Sequoias by Sara Wright

 When I think about the burning trees I think about women because we are so closely related through myth and story as well as sharing DNA. What is happening to these trees once happened to us… I note that women who normally are not keyed into trees in general seem to be deeply moved by the burning of these ‘elders’. Is that because we feel the threat to the Tree of Life and all that entails manifesting as uncontrolled fire?

The Burning Times

I gaze out my window into the swamp maples that ‘normally’ would have caught fire by the end of September. Not crimson red but bittersweet orange. I note a brownish tinge on the edges of dying leaves. Some have let go, fluttering to the ground. I must find a way to emulate them. Yesterday in the woods I am straining to see brilliance that isn’t there except for an occasional flicker. I don’t realize until I get home that this lack of color is literally depressing a life force that I have identified with my entire life. Accepting these seasonal disruptions is so hard for me – so much harder than I ever imagined.
-=-=-=-=-
→ TASK INSTRUCTIONS
1. Output a section of the sequoia essay word for word. Begin at the words "Sequoias by Sara Wright" and stop after "as uncontrolled fire?".
2. Answer these questions from the sequoia essay:
(a) What word, set in quotation marks, does the writer use for the burning trees?
(b) By what point in the year would the swamp maples normally have caught fire?
(c) Instead of crimson red, what color are the swamp maples?
The entries have no role in what is asked here.

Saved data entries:
-=-=-=-=-
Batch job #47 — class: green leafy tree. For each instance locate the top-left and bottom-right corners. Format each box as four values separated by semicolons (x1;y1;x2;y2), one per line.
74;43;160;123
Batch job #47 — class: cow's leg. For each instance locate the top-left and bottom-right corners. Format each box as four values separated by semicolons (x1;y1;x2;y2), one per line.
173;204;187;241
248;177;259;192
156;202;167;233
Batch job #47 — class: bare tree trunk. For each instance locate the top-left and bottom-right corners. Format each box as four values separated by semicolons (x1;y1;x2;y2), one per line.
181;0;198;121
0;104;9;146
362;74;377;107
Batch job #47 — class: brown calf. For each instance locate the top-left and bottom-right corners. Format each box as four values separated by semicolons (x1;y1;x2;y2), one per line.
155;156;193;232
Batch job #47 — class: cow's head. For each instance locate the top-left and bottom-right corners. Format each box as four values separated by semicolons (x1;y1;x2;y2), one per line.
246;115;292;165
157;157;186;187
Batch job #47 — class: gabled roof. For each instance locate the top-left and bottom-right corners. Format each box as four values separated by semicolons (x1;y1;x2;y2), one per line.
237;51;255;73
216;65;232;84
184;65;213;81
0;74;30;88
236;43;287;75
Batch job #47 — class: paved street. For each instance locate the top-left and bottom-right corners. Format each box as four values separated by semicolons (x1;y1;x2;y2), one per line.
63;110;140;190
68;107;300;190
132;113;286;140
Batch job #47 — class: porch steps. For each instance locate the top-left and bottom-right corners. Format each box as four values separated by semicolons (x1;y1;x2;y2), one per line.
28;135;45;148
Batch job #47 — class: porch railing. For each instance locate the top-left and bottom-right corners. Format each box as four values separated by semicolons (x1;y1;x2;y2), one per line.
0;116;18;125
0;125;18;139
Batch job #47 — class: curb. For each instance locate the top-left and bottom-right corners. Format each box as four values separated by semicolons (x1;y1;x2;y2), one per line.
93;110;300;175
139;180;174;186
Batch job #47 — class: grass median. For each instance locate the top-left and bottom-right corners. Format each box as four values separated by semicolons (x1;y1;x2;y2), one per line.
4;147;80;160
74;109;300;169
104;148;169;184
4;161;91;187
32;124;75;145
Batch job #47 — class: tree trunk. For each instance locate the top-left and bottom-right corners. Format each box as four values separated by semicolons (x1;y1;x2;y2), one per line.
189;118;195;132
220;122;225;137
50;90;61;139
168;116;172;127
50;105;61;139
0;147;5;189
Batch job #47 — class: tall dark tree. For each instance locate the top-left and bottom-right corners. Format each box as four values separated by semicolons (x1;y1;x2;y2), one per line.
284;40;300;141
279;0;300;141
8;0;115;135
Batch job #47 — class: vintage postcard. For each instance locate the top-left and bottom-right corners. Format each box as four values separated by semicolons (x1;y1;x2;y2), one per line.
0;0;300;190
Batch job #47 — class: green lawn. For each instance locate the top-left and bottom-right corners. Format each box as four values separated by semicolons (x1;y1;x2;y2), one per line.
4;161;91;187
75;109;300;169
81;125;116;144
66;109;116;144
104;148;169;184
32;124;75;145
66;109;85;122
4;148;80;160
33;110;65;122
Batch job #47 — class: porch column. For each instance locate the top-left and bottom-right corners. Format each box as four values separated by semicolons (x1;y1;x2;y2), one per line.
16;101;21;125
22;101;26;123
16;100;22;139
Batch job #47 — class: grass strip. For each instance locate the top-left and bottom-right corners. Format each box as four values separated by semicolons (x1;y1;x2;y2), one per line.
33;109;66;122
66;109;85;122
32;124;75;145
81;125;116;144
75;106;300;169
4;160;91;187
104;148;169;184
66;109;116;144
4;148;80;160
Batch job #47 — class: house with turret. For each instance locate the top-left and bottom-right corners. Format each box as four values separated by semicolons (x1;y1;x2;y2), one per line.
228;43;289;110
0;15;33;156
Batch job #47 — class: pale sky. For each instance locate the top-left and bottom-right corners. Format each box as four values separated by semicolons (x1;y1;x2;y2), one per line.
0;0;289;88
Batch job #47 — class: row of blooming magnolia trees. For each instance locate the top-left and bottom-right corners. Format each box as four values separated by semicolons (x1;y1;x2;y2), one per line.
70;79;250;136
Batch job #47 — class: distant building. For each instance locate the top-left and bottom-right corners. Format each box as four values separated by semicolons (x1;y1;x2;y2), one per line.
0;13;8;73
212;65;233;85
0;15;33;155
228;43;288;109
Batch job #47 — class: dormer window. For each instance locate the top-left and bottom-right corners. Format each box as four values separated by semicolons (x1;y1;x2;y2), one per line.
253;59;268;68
-=-=-=-=-
→ SOLUTIONS TO THE PROBLEMS
1.
Sequoias by Sara Wright

 When I think about the burning trees I think about women because we are so closely related through myth and story as well as sharing DNA. What is happening to these trees once happened to us… I note that women who normally are not keyed into trees in general seem to be deeply moved by the burning of these ‘elders’. Is that because we feel the threat to the Tree of Life and all that entails manifesting as uncontrolled fire?

2.
(a) Elders
(b) The end of September
(c) Bittersweet orange